> **Text passage**
Thomas Lüer, Revier 1998/ 2002, Video, 12 min
1 / 41
Thomas Lüer, Revier 1998/ 2002, Video, 12 min
Antirepresentationalism 1: Politics of Redescription
Conceptual and Socially oriented Art in Leipzig 1997–2009
Sep 4–Oct 10, 2009
An exhibition by Alexander Koch and Nikolaus Oberhuber
With Peggy Buth, Jan Caspers/ Anne König/ Jan Wenzel, Chat, Markus Dressen, Famed, Till Gathmann, Lina Grumm, Andreas Grahl, Henriette Grahnert, Mark Hamilton, Bertram Haude, Ramon Haze, Oliver Kossack, Andrea Legiehn, Thomas Lüer, Claudia Annette Maier, Mario Pfeifer, Ulrich Polster, Julius Popp, schau-vogel-schau, Julia Schmidt, Tilo Schulz, Tina Schulz, spector cut+paste, Christoph Weber, Clemens von Wedemeyer, Arthur Zalewski, Tobias Zielony


20 years after the fall of the Berlin Wall, we sum up the development of conceptual and socially oriented art in Leipzig since the end of the nineties. Three consecutive exhibitions bring together 28 artists, graphic designers and collectives. We call for a nuanced discussion on the societal change and its artistic resonance in the second decade after Germany’s reunification. For the first time, this chapter of most recent German art is explored in an exhibition series that regroups essential positions and artworks.

The generation we address manages to overcome the dichotomy of political blocs, since it has been experiencing ignorance, ideological stubbornness and genuine solidarity in all camps. Moreover, amidst the drastic social and cultural conversions following the peaceful revolution in Leipzig’s streets, these artists have been sharing the disorientation, the remaining hope and the growing skepticism of many. In 1997, documenta X looked back on the politicization of art since the sixties. Simultaneously, Leipzig-based artists were establishing links to international (Western) artistic developments of the postwar period that had been missing till then. By doing so, they questioned whether Abstraction, Pop Art, Minimalism, Conceptual Art and Institutional Critique could contribute to a modified societal situation. The result is a remarkable variety of artistic vocabularies with a critical stance. Its diversity rejects any notion of a local school or style, even though numerous collaborations in debate and production confirm a great sense of solidarity within this scene over the years.

> **Directions**
Copy the exhibition text from "20 years after" to "positions and artworks.", swapping "collectives" for "groups". The data after this point are separate material, unrelated to the exhibition text.

> **Supplied information**

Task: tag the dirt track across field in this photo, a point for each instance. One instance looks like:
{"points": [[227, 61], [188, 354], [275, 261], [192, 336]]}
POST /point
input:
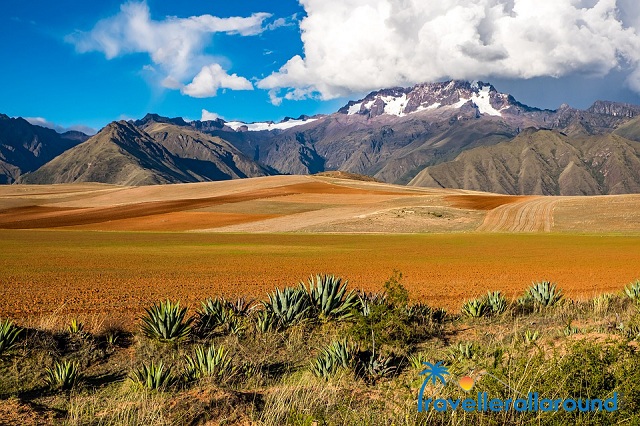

> **Finished answer**
20 years after the fall of the Berlin Wall, we sum up the development of conceptual and socially oriented art in Leipzig since the end of the nineties. Three consecutive exhibitions bring together 28 artists, graphic designers and groups. We call for a nuanced discussion on the societal change and its artistic resonance in the second decade after Germany’s reunification. For the first time, this chapter of most recent German art is explored in an exhibition series that regroups essential positions and artworks.